EXERCISE A ▸
Decide whether each statement below agrees with the album review. For each, answer yes or no and quote the words of the review that decide it. (i) The album opens with the track 'Old Man'. (ii) 'The Visitor' has a sparser arrangement than the song before it. (iii) The record contains 11 tracks.
EXERCISE B ▸
Answer these questions using the album review:
(i) Whose vocals are heard over the beats of 'Old Man'?
(ii) Which band is 'Mountains' likened to?
(iii) Which song is called a stunning highlight?
EXERCISE C ▸
Reproduce the part of the album review that runs from "A hazy mix of" up to and including "see them thrive.".

Opening with track ‘Old Man’, What Was Ours Can’t Be Yours sets a high standard for itself. As delicate, hypnotic beats swell cautiously beneath Anne Lise Frøkedal’s haunting vocals, the current single’s gentle, dreamy atmospherics bloom into a complex array of clacking percussion, keys and staccato strings. With every move precisely planned, next song ‘The Visitor’ takes the album up a notch: its surging, guitar-led rhythm bursting forth from the speakers. A more sumptuous arrangement than its lo-fi predecessor, Frøkedal’s soothing voice coos over the momentous tribal inspired drum rhythms. Turning decidedly more prog than pop, the warped, distorted guitars of Blonde Redhead-esque ‘Mountains’ usher in a brooding, bleak aesthetic that becomes more listless than compelling.

As we delve deeper into the 11-track record, glitchy industrial bass, indie-pop key changes, frantic percussion, crisply enunciated lyrics and hauntingly slow minimalism punctuate the cerebral, tentatively playful yet overwhelmingly mournful soundscape. Having slightly lost itself around the halfway mark, stunning highlight ‘Sailing Home’ provides the album with some much needed momentum. Drenched in reverb, the strings swell beautifully against snapping snares, quivering high notes and stentorian, layered vocals that descend into a furious cacophonous, swirling instrumental duel.

A hazy mix of shimmering chimes, sultry pop vocals, heavy guitars and haunting beats What Was Our Can’t Be Yours proves that while Harrys Gym create subtly infectious, often breath-taking melodies they need to explore their own distinct, obscure aesthetics further if they are to fully step out of the shadows. That is if they want to, after all perhaps the understated shadows will see them thrive.

RECORDS PROVIDED ▸
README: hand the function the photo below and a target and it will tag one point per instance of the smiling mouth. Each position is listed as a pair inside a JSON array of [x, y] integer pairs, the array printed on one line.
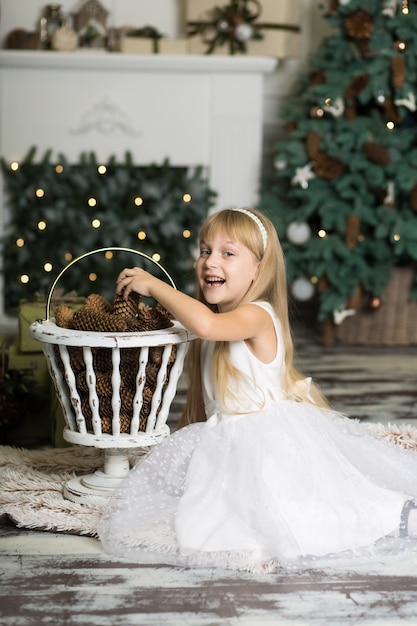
[[214, 282]]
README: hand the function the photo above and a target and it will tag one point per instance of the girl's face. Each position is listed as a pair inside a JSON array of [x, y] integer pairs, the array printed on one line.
[[225, 270]]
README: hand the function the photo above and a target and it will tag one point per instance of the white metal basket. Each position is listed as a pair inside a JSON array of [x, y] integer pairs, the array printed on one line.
[[87, 431]]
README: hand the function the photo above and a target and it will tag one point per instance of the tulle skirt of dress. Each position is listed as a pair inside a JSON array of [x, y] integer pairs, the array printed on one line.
[[289, 486]]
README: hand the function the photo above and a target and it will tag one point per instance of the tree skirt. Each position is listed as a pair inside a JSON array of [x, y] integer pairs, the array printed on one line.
[[31, 482]]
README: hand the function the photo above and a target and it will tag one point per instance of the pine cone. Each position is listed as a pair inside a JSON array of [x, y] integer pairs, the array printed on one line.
[[413, 198], [359, 24], [327, 167], [64, 316], [313, 141], [98, 304], [358, 84], [126, 308], [398, 70], [376, 153]]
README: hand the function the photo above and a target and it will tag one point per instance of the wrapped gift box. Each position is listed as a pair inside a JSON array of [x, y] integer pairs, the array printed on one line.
[[276, 41], [143, 45]]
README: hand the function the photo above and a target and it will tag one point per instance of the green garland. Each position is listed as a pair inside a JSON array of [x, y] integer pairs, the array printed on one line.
[[59, 210]]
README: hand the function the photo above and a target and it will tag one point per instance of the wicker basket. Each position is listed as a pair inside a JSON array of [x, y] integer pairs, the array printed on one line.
[[84, 422], [394, 323]]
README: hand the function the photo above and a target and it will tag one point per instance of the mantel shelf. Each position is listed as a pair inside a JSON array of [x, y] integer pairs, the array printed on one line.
[[102, 60]]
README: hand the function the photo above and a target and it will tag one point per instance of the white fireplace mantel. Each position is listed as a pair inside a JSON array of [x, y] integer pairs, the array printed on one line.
[[190, 109]]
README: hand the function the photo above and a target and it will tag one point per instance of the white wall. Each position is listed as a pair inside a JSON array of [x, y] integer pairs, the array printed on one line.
[[168, 17]]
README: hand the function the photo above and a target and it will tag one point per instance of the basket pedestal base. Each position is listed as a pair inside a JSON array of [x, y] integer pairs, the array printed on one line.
[[96, 488]]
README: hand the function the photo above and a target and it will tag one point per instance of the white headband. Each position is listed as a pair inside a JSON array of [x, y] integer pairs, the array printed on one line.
[[259, 224]]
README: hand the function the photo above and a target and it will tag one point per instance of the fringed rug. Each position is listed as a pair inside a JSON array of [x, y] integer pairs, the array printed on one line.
[[31, 482]]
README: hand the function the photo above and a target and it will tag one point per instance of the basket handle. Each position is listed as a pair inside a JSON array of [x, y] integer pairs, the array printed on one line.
[[86, 254]]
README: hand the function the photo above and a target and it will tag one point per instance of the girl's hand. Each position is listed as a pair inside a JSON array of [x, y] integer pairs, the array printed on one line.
[[135, 279]]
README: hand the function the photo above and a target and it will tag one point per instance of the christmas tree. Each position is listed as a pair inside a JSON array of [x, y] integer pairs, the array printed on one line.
[[343, 193], [59, 211]]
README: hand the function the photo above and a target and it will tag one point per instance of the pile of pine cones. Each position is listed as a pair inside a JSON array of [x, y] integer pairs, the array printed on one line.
[[131, 315]]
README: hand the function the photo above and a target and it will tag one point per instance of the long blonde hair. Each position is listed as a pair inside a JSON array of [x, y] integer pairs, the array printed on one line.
[[270, 285]]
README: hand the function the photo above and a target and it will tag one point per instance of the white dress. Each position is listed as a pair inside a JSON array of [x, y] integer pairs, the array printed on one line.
[[283, 483]]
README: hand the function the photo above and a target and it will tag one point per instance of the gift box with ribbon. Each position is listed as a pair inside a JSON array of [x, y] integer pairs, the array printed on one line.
[[267, 28]]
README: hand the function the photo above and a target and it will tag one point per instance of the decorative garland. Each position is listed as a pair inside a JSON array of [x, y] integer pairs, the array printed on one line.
[[234, 24]]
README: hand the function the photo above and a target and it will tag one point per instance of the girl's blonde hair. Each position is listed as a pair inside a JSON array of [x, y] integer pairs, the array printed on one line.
[[270, 285]]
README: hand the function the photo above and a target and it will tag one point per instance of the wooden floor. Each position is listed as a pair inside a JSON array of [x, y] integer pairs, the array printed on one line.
[[58, 579]]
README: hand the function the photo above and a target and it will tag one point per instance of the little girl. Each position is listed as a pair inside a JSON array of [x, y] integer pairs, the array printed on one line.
[[263, 474]]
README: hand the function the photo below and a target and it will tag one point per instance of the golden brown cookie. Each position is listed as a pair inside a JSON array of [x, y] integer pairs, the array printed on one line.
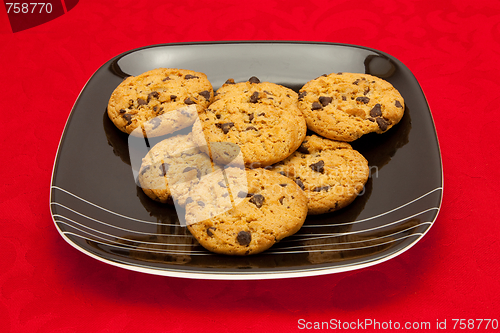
[[172, 168], [156, 102], [260, 118], [331, 173], [345, 106], [260, 211]]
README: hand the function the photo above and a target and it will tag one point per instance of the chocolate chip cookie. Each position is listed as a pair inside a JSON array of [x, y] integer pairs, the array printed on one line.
[[331, 173], [262, 208], [259, 118], [345, 106], [155, 103]]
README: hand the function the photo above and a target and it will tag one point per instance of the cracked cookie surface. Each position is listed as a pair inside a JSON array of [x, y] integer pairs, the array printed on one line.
[[158, 102], [345, 106], [261, 119], [331, 173], [268, 208], [172, 168]]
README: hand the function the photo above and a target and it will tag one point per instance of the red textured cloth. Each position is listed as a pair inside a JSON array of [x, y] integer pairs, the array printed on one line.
[[451, 46]]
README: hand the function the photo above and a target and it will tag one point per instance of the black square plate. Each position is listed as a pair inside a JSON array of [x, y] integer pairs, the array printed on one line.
[[98, 208]]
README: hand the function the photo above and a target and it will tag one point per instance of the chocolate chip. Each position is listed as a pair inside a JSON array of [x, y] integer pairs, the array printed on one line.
[[153, 94], [316, 106], [225, 127], [209, 231], [303, 149], [128, 118], [300, 183], [364, 100], [253, 79], [325, 100], [318, 166], [376, 111], [205, 94], [189, 101], [244, 238], [383, 124], [321, 188], [164, 169], [255, 97], [155, 122], [257, 200]]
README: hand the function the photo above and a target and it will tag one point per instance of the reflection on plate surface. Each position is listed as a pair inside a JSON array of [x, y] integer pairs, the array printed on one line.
[[98, 208]]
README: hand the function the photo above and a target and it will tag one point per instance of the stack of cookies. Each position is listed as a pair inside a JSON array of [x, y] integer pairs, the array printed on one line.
[[245, 167]]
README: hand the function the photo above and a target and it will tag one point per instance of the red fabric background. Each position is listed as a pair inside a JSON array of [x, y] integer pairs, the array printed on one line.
[[452, 47]]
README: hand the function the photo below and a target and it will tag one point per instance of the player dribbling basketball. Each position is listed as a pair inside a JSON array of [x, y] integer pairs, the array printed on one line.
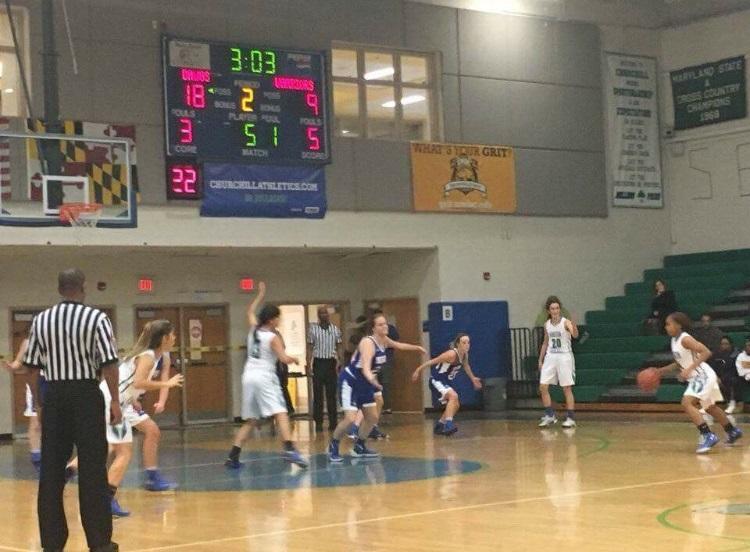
[[690, 357], [445, 368]]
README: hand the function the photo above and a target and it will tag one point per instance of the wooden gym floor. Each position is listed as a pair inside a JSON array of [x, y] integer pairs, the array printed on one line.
[[497, 485]]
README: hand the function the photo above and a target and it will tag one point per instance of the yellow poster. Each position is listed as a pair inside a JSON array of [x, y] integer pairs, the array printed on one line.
[[463, 178]]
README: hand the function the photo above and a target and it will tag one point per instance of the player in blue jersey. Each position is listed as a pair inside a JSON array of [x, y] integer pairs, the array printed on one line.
[[35, 427], [445, 368], [358, 385]]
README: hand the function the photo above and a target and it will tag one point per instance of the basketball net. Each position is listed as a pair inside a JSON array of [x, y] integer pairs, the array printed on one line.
[[81, 216]]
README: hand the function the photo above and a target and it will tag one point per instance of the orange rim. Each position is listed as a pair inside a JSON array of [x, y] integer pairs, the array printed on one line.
[[71, 212]]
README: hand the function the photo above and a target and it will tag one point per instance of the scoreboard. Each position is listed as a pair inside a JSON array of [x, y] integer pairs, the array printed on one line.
[[239, 103]]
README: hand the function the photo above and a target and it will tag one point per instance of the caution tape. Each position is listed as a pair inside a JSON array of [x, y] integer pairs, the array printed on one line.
[[185, 351]]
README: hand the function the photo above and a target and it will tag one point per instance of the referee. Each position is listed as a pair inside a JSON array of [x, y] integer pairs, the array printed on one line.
[[70, 343], [324, 353]]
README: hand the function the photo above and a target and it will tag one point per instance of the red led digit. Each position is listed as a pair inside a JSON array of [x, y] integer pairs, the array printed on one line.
[[190, 178], [177, 179], [311, 100], [186, 130], [195, 95], [313, 141], [184, 181]]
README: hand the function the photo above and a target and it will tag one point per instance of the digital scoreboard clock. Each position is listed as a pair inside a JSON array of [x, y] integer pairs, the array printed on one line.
[[242, 104]]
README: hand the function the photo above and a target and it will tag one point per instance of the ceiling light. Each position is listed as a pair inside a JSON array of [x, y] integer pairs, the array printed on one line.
[[416, 98], [406, 100], [380, 73]]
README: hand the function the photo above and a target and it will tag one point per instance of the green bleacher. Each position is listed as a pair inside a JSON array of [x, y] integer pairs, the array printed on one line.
[[616, 349]]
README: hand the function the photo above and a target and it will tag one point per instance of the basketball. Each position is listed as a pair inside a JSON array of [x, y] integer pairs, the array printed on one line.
[[648, 380]]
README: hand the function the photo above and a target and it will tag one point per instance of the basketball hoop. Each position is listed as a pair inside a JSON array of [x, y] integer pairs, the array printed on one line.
[[81, 215]]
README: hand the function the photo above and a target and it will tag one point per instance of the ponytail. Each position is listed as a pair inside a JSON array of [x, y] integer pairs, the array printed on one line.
[[151, 337]]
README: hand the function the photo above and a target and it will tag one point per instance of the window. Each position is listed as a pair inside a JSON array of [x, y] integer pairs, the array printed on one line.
[[383, 94], [12, 103]]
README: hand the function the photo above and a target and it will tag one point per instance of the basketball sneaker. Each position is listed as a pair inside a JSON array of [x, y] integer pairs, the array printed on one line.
[[450, 428], [70, 473], [706, 443], [360, 450], [156, 483], [294, 457], [333, 452], [117, 510], [376, 434], [353, 432], [568, 423], [734, 435], [547, 421], [36, 461]]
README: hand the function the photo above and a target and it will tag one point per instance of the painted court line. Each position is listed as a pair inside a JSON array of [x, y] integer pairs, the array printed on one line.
[[443, 511]]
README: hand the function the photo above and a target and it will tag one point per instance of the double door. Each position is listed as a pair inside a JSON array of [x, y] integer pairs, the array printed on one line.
[[201, 355]]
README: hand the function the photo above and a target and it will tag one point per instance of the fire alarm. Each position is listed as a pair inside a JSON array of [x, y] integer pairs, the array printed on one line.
[[247, 285], [145, 285]]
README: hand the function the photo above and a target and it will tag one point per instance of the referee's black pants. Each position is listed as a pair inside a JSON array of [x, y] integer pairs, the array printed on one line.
[[73, 414], [325, 384]]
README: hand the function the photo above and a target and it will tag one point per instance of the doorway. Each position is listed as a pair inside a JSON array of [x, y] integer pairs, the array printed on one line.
[[201, 355], [402, 395], [20, 325]]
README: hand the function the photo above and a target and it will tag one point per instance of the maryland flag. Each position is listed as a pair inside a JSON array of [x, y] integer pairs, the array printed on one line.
[[103, 163]]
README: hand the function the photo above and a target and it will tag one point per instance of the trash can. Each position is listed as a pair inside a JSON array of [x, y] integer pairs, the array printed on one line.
[[493, 394]]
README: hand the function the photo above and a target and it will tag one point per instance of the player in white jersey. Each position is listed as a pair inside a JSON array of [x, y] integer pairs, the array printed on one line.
[[261, 392], [445, 368], [35, 427], [743, 361], [135, 377], [703, 390], [556, 362]]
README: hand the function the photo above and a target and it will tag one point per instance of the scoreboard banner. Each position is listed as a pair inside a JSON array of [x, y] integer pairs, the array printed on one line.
[[633, 131], [710, 93], [463, 178], [231, 190]]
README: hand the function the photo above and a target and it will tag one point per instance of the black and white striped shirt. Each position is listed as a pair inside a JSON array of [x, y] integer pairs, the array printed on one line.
[[71, 341], [324, 340]]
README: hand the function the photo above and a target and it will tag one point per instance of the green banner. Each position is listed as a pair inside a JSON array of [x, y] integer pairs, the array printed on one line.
[[710, 93]]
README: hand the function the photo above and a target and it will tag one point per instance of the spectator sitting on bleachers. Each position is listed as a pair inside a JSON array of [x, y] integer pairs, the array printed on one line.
[[707, 334], [723, 362], [663, 304]]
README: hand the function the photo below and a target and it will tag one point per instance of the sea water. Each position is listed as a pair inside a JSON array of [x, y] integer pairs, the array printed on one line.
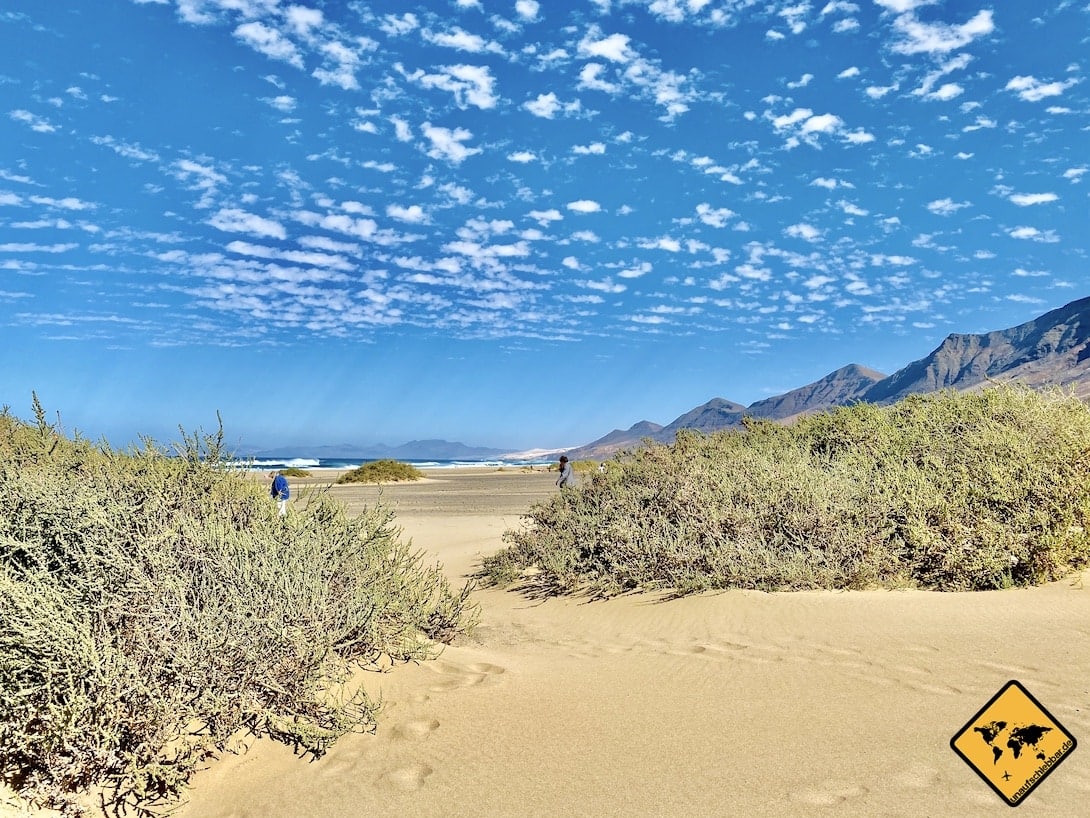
[[313, 464]]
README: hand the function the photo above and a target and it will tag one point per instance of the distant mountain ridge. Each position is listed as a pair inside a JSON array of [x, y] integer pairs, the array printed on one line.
[[432, 449], [1050, 350]]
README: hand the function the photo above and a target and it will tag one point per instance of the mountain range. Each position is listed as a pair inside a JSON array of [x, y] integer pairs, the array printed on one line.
[[1050, 350], [412, 450]]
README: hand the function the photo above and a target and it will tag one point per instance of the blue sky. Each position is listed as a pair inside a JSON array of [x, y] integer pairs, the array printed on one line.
[[518, 224]]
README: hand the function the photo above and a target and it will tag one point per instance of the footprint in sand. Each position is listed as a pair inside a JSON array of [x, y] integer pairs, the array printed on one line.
[[408, 779], [416, 729], [469, 675]]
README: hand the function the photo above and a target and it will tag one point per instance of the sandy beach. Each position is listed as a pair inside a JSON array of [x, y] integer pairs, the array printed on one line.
[[727, 704]]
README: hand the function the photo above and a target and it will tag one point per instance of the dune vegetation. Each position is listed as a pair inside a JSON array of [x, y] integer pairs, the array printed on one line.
[[382, 471], [946, 491], [153, 608]]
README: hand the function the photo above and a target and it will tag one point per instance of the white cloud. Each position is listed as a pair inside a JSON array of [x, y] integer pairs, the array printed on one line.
[[234, 220], [545, 217], [1032, 89], [584, 205], [283, 104], [401, 130], [447, 143], [876, 92], [636, 272], [945, 206], [545, 106], [461, 40], [35, 122], [527, 10], [398, 26], [859, 136], [614, 48], [28, 248], [269, 41], [946, 92], [472, 85], [1024, 200], [412, 214], [68, 203], [1031, 233], [822, 123], [919, 37], [804, 231], [713, 216]]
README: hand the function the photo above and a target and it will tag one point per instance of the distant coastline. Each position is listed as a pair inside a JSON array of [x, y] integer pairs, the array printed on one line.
[[341, 464]]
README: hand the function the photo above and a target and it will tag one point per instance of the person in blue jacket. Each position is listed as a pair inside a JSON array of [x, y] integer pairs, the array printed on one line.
[[280, 492], [566, 478]]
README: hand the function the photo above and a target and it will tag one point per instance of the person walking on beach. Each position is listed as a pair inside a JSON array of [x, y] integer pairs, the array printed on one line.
[[566, 478], [280, 492]]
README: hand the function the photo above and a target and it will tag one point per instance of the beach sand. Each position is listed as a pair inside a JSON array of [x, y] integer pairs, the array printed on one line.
[[725, 704]]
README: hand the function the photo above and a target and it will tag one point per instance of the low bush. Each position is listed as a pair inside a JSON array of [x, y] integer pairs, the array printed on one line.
[[382, 471], [153, 605], [945, 491]]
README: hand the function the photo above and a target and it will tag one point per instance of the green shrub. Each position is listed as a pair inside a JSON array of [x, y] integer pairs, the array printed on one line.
[[946, 491], [153, 605], [382, 471]]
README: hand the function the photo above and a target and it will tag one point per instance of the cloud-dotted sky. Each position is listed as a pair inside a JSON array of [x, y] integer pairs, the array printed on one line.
[[518, 224]]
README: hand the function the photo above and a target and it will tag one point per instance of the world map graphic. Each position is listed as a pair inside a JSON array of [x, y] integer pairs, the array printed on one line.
[[1017, 738]]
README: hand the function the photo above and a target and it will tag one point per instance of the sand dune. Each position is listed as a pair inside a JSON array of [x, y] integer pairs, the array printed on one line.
[[729, 704]]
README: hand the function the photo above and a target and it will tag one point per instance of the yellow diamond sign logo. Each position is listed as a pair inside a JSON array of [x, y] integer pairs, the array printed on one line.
[[1013, 743]]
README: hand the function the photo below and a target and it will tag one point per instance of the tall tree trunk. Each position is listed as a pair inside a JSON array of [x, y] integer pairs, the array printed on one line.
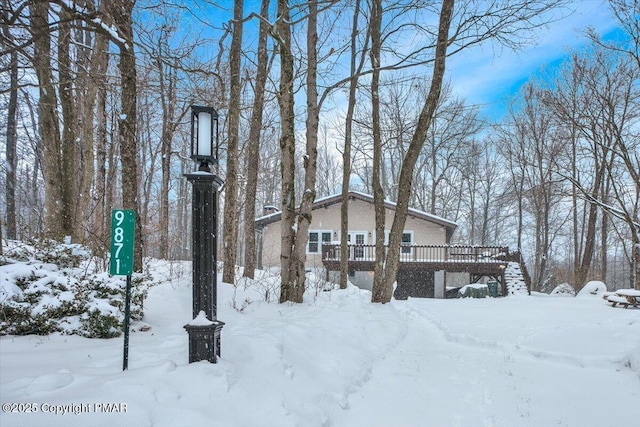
[[230, 231], [48, 122], [99, 243], [346, 154], [121, 12], [94, 81], [311, 157], [379, 293], [68, 164], [12, 131], [253, 148], [282, 30], [167, 80], [411, 156]]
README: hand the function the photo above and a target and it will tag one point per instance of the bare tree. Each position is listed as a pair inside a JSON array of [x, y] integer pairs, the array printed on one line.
[[12, 126], [253, 147], [355, 70], [230, 232], [382, 288], [121, 11]]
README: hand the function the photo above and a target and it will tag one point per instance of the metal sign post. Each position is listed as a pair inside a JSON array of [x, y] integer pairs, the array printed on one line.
[[121, 263]]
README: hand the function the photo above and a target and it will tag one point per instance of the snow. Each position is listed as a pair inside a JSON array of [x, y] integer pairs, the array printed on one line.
[[201, 320], [336, 360], [594, 287]]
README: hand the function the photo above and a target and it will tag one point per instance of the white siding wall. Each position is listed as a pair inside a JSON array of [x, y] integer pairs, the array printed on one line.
[[361, 218]]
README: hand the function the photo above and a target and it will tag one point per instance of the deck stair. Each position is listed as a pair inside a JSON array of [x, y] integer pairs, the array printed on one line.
[[516, 284]]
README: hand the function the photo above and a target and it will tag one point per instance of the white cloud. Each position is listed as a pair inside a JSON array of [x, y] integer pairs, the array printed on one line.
[[487, 75]]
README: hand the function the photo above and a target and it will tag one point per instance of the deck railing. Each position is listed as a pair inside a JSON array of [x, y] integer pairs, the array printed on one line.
[[422, 253]]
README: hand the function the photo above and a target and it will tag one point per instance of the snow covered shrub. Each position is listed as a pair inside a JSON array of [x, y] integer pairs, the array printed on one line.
[[38, 297], [594, 287], [563, 289], [48, 251]]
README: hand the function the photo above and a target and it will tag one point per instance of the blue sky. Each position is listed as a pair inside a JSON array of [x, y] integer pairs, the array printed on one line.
[[488, 77]]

ANSWER AREA A ▸
(i) Yes: "Opening with track ‘Old Man’"
(ii) No: "A more sumptuous arrangement than its lo-fi predecessor"
(iii) Yes: "the 11-track record"

ANSWER AREA B ▸
(i) Anne Lise Frøkedal's
(ii) Blonde Redhead
(iii) 'Sailing Home'

ANSWER AREA C ▸
A hazy mix of shimmering chimes, sultry pop vocals, heavy guitars and haunting beats What Was Our Can’t Be Yours proves that while Harrys Gym create subtly infectious, often breath-taking melodies they need to explore their own distinct, obscure aesthetics further if they are to fully step out of the shadows. That is if they want to, after all perhaps the understated shadows will see them thrive.